*DOCUMENT EXCERPT*.
start
Via xxd somefile.txt instead:

00000000: 2e67 6c6f 6261 6c20 5f52 6573 6574 0a5f  .global _Reset._
00000010: 5265 7365 743a 0ac2 a04c 4452 2073 702c  Reset:...LDR sp,
00000020: 203d 7374 6163 6b5f 746f 700a c2a0 424c   =stack_top...BL
00000030: 2063 5f65 6e74 7279 0ac2 a042 202e 0a     c_entry...B ..

Note after each line end (0x0a) there is the two hex bytes 0xc2 and 0xa0

Technically, this is UTF-8 for a ‘non breaking space’, same as HTML entity &nbsp; you can read about it at https://www.fileformat.info/info/unicode/char/00a0/index.htm

When the original text was pasted into vim it doesnt show anything for these bytes by default, even though vim usually shows other control characters like CTRL+X as ^X

The resulting file doesn’t show anything when output via cat either.

(Somewhat related, also watch out for things getting even more confusing if using vim in Windows Terminal over ssh or WSL instead of native Linux or Mac, where presses like CTRL+V dont work as they are used for the clipboard instead. Easily fixed eventually - right click on the Windows Terminal window bar (not on a tab), go to Settings, Actions, find paste (Ctrl+V) and delete it, thi still leaves CTRL+SHIFT+V and CTRL+INS to do the same thing)

Method 1 - sed

We can run sed over it and with some bash trickery get it to replace the dodgy bytes:

sed -i -e 's/'$(echo -e '\xc2\xa0')'/  /g' somefile.txt

Here, -i means in place edit the input file, and our search expression is built using the ability of Linux/bash echo to output arbitrary binary bytes.
end
Coordinate annotation rows:
start
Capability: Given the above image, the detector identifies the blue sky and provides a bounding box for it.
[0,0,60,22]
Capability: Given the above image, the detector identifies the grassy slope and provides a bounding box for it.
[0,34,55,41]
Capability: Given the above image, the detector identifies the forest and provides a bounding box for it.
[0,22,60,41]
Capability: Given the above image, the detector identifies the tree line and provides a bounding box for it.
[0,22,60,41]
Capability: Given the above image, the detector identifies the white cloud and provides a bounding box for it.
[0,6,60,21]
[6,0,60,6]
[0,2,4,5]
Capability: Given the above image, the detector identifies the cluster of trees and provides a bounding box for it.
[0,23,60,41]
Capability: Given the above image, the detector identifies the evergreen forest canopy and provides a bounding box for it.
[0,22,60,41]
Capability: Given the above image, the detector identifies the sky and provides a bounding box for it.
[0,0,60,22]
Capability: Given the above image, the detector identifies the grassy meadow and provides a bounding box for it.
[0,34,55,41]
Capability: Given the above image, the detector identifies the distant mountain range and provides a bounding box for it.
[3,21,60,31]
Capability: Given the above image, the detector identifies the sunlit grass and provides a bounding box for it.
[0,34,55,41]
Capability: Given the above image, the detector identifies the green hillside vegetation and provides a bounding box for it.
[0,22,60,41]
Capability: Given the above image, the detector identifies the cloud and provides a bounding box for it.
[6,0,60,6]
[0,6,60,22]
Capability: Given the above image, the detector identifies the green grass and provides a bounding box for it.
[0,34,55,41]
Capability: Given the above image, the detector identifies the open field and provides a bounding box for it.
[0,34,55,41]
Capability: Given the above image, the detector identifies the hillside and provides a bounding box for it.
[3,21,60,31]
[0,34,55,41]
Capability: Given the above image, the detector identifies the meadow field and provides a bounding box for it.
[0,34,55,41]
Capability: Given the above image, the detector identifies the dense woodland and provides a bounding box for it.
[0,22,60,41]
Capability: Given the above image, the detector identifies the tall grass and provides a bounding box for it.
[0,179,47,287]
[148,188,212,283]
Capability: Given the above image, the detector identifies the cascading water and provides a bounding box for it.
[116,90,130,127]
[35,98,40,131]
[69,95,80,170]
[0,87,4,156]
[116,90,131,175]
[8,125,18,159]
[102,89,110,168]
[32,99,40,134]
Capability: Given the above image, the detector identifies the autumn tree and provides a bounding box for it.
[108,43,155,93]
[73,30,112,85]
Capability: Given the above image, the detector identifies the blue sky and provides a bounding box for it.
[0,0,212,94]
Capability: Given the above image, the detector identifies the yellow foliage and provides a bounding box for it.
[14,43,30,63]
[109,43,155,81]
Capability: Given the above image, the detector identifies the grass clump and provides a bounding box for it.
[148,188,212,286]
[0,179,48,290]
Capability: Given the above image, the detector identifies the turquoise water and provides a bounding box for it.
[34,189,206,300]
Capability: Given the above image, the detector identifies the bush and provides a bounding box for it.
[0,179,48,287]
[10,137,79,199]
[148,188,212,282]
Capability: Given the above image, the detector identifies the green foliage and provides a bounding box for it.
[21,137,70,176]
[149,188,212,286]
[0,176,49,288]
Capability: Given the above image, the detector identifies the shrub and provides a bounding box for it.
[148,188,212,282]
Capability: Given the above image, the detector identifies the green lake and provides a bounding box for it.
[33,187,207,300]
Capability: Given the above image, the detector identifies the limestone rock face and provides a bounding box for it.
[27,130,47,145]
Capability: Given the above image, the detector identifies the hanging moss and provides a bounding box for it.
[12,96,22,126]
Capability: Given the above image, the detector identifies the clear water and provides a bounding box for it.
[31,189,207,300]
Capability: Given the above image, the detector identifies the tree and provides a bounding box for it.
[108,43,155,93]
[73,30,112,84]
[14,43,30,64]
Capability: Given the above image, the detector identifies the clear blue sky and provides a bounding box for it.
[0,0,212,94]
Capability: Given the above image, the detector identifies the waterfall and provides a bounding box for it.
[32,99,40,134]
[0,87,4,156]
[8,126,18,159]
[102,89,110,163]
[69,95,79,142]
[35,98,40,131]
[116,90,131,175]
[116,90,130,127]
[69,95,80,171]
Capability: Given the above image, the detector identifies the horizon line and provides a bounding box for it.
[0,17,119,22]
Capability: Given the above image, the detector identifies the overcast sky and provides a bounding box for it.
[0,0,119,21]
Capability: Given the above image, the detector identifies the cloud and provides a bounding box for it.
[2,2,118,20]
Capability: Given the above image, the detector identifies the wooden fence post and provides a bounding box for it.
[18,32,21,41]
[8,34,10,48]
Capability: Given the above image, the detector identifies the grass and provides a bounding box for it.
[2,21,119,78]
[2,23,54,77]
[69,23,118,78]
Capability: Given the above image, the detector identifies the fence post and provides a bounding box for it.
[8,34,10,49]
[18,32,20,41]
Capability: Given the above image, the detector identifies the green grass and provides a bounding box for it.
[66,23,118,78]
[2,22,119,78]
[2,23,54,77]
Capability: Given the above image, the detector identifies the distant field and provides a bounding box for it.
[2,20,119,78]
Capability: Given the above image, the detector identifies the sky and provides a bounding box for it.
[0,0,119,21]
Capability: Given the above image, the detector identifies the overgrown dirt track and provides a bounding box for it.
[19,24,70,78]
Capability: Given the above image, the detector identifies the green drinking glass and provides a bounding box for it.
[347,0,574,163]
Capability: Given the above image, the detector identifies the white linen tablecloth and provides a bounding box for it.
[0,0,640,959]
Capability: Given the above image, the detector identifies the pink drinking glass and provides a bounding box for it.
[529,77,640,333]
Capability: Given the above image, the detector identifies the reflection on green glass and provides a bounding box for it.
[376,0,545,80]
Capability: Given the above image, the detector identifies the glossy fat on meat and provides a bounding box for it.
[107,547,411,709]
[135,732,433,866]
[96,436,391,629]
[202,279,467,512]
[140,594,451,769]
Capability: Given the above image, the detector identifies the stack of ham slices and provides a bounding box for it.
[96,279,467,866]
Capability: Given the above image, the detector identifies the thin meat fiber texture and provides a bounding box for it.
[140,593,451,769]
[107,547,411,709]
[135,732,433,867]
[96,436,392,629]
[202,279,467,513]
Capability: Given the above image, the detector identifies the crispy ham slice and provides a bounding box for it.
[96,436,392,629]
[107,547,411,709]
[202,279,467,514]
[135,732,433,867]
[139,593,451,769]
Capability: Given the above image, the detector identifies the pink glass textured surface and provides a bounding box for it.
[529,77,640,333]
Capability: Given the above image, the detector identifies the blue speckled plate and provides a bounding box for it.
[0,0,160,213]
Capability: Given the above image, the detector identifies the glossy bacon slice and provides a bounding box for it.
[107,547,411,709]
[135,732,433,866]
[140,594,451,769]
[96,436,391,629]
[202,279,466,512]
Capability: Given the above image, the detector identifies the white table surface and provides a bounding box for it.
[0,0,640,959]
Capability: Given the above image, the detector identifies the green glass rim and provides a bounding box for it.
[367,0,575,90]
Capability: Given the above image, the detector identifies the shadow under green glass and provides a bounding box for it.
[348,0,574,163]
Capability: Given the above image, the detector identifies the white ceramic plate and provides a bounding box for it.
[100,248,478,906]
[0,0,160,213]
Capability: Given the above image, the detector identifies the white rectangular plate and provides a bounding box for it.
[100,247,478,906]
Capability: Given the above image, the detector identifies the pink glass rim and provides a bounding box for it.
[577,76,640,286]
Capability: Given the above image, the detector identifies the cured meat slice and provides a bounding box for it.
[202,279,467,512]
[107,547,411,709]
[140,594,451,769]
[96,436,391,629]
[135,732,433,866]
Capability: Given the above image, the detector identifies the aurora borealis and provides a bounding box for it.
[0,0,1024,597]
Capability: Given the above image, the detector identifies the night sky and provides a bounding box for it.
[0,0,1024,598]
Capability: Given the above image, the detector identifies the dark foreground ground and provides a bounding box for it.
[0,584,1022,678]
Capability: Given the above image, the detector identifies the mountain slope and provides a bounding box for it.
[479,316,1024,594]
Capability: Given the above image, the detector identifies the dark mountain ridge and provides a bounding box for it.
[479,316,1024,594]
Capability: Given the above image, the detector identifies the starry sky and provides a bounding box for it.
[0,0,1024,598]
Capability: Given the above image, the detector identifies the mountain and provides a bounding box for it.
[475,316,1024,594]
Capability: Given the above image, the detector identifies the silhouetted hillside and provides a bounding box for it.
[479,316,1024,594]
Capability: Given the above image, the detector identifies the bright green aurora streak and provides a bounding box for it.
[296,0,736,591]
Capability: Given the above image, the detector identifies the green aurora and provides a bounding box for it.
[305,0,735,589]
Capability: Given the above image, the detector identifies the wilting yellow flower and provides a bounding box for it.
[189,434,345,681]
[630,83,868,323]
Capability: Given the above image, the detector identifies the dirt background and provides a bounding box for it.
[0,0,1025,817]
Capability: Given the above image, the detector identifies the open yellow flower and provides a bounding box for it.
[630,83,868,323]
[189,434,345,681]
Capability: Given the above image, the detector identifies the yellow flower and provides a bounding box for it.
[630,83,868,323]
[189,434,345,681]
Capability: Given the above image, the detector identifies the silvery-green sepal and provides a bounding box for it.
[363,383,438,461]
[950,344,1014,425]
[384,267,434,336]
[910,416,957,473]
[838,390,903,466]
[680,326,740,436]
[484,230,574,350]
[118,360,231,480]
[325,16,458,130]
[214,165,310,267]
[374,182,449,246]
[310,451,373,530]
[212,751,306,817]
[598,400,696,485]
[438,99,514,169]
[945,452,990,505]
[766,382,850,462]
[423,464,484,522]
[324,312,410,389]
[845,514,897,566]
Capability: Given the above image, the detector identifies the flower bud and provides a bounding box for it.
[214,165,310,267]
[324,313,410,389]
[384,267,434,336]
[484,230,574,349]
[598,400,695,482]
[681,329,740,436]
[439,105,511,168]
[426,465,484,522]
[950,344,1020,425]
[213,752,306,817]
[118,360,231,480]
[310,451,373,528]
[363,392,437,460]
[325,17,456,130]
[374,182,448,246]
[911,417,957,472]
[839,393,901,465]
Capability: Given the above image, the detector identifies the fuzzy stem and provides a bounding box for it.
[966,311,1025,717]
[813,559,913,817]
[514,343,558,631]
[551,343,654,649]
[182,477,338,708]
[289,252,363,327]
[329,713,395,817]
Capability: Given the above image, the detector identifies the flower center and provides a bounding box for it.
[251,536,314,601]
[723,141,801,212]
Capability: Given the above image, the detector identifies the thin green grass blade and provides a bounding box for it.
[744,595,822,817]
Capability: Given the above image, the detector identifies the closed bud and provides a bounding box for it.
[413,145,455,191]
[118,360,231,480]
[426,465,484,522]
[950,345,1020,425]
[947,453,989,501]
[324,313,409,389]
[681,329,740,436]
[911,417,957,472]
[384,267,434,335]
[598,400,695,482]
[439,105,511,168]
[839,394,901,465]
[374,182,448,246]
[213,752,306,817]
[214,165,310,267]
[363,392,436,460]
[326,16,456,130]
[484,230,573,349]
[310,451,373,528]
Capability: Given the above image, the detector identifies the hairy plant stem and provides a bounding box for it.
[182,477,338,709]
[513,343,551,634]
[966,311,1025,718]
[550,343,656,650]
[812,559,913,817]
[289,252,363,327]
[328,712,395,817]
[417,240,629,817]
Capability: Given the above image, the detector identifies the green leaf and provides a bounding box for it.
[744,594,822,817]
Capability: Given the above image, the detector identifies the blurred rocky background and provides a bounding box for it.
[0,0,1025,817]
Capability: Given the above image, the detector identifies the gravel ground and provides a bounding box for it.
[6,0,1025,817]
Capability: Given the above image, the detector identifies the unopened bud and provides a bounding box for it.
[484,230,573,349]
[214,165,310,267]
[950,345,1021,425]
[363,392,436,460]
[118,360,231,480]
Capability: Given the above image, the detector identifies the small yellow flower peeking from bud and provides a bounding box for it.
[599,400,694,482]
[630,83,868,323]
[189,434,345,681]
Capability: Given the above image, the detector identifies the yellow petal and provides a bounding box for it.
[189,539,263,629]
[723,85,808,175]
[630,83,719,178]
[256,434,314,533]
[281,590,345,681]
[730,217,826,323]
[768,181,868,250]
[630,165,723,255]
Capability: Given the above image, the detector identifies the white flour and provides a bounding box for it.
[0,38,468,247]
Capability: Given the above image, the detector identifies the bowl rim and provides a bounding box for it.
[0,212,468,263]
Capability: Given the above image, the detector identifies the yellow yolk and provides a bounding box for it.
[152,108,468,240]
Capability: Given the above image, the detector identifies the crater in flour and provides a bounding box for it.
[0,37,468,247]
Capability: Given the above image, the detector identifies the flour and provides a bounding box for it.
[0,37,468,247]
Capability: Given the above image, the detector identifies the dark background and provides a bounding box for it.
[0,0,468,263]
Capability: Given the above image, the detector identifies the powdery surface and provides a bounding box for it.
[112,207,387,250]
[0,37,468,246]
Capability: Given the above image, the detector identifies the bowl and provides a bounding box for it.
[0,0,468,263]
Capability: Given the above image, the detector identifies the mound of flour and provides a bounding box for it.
end
*DIRECTIONS FOR THIS TASK*. For each statement, decide whether it agrees with the excerpt on non-breaking space bytes. Answer yes or no, and quote the words of the excerpt that settle it. 1. The bytes 0xc2 and 0xa0 follow each line end (0x0a) in the file. 2. By default, vim displays these bytes as ^X. 3. In the sed command, -i means the input file is edited in place. These rows were drawn from a separate source.

*RESPONSE*.
1. Yes: "Note after each line end (0x0a) there is the two hex bytes 0xc2 and 0xa0"
2. No: "When the original text was pasted into vim it doesnt show anything for these bytes by default"
3. Yes: "-i means in place edit the input file"